=== Section Start ===

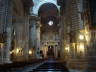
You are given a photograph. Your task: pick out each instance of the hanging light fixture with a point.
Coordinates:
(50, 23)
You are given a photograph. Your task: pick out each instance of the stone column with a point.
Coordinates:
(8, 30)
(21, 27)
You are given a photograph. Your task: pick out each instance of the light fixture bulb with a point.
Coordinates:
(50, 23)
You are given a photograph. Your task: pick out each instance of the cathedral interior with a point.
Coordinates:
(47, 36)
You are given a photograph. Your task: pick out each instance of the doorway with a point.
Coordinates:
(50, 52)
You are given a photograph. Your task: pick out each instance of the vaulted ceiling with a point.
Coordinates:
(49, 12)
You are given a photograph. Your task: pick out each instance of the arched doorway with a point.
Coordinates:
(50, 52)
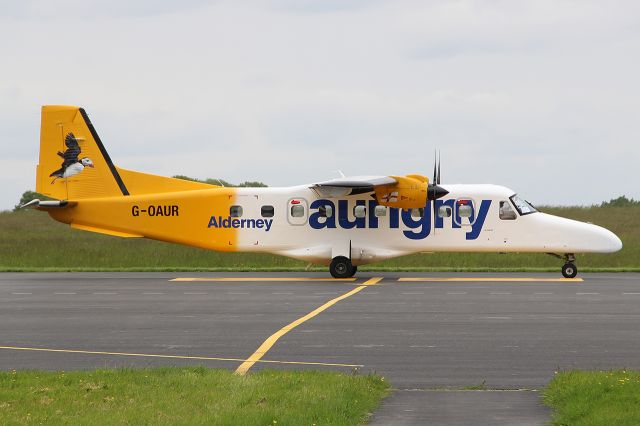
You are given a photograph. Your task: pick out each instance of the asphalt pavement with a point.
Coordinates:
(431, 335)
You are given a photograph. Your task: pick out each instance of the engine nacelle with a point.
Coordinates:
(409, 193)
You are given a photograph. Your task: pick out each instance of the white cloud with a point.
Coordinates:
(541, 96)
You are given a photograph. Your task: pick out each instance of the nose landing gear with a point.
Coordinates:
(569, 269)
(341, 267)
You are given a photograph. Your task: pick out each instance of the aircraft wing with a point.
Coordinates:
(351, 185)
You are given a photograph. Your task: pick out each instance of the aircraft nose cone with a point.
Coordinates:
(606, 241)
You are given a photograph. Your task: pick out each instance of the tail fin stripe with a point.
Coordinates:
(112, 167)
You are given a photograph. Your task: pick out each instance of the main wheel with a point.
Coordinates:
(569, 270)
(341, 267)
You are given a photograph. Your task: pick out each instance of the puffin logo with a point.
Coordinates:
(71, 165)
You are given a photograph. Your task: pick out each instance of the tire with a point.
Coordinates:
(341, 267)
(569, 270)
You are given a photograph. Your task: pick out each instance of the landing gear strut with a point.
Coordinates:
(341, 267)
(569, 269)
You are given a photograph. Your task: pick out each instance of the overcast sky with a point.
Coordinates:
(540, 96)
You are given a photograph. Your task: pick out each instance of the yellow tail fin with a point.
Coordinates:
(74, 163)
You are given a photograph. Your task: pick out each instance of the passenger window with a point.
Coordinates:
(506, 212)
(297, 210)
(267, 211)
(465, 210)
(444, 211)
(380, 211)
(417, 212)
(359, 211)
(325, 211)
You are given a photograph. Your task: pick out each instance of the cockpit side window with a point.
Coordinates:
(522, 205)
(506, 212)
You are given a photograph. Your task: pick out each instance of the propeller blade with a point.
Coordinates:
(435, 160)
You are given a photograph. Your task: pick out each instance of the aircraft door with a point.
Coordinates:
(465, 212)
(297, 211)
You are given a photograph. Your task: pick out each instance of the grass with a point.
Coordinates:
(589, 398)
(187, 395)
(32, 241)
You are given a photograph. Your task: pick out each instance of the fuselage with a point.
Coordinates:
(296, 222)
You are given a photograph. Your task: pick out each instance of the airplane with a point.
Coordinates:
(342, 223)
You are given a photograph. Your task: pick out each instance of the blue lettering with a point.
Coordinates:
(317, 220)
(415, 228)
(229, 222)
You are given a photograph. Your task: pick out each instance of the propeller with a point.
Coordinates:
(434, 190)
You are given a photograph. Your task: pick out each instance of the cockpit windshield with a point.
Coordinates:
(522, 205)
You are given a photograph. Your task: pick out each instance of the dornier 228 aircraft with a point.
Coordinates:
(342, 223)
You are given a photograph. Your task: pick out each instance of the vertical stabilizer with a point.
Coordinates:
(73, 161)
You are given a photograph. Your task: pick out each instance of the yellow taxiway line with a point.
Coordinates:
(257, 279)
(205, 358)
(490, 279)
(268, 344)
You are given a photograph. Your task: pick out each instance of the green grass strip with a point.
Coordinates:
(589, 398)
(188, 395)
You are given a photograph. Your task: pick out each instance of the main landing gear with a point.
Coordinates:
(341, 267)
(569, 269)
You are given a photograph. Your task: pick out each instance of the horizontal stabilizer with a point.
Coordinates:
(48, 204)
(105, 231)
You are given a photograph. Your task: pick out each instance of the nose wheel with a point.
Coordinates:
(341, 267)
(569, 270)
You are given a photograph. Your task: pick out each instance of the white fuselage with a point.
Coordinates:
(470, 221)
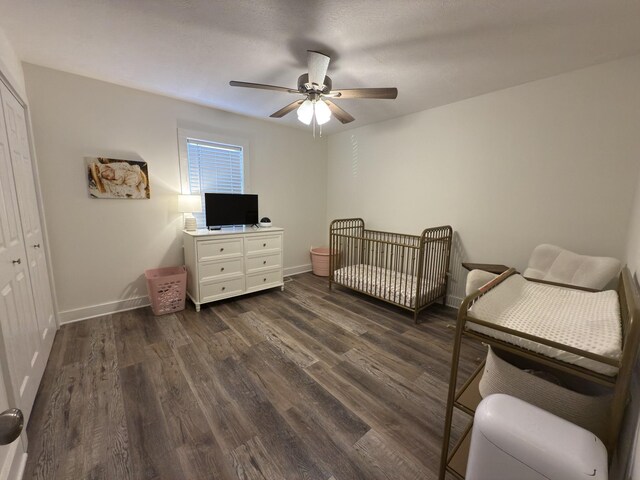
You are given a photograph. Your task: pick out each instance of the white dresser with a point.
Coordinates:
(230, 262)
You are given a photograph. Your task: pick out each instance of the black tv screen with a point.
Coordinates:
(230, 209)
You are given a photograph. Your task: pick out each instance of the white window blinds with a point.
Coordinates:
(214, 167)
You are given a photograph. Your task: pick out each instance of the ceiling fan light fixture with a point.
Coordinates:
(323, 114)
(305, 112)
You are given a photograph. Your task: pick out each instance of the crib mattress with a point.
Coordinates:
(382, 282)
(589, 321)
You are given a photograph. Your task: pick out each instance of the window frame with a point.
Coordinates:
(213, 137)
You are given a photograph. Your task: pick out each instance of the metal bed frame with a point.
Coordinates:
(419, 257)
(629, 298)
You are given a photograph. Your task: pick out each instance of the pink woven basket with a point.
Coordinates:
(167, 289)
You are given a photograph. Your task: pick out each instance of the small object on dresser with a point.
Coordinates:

=== Section End ===

Task goal: Check each line of the listing above for the string "window" and return those that contain it.

Answer below:
You are given a photograph. Your task: pick out each instance of the passenger window with a point.
You are given a photograph. Your task: pick out each instance of the cockpit side window with a point.
You are given a photograph. Your task: pick out each instance of the white window blinds with a point.
You are given a photograph. Your task: pick out each instance of the window frame with a point.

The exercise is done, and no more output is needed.